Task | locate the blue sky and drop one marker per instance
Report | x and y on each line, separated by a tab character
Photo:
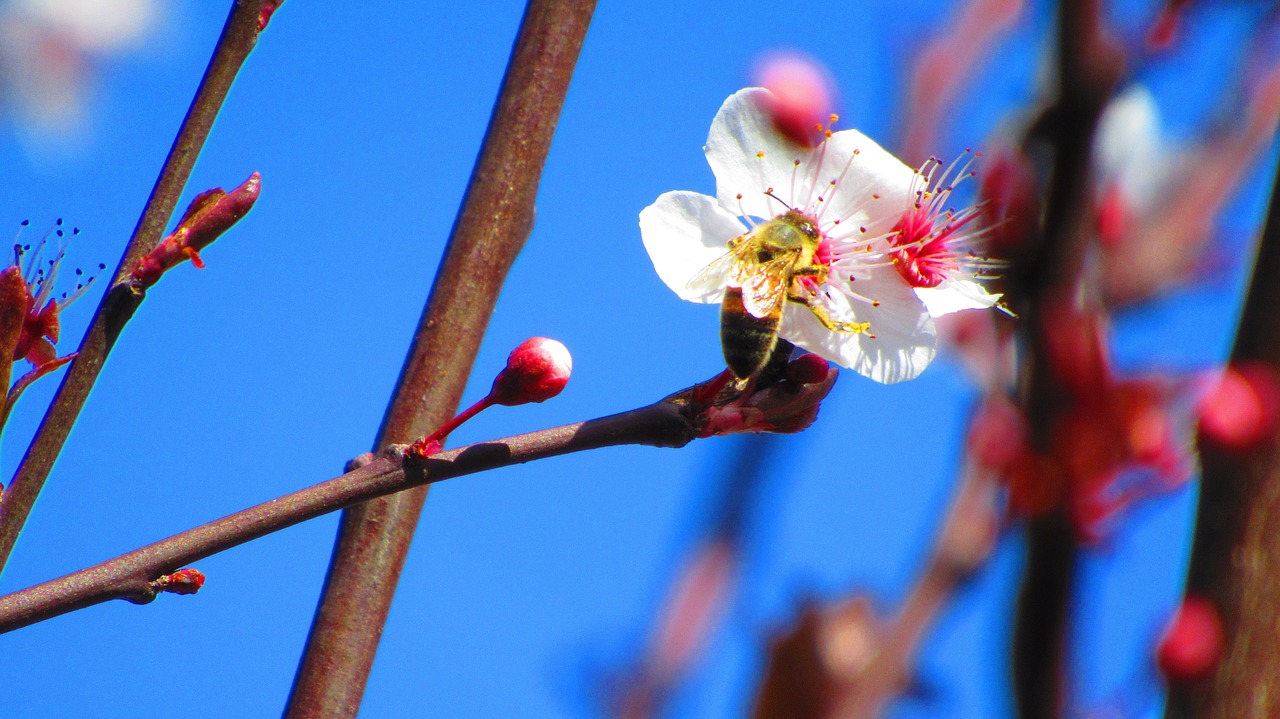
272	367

◆ ◆ ◆ ◆

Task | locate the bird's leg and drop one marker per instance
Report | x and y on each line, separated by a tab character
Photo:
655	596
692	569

◆ ◆ ◆ ◆

INSTRUCTION:
Gather every line in the listing above that includes the word "instance", and copy each one in full.

TASK RESPONSE:
Task | locate the blue sky and drop one marker per instance
Task | locate the bird's leg and drop one marker per instance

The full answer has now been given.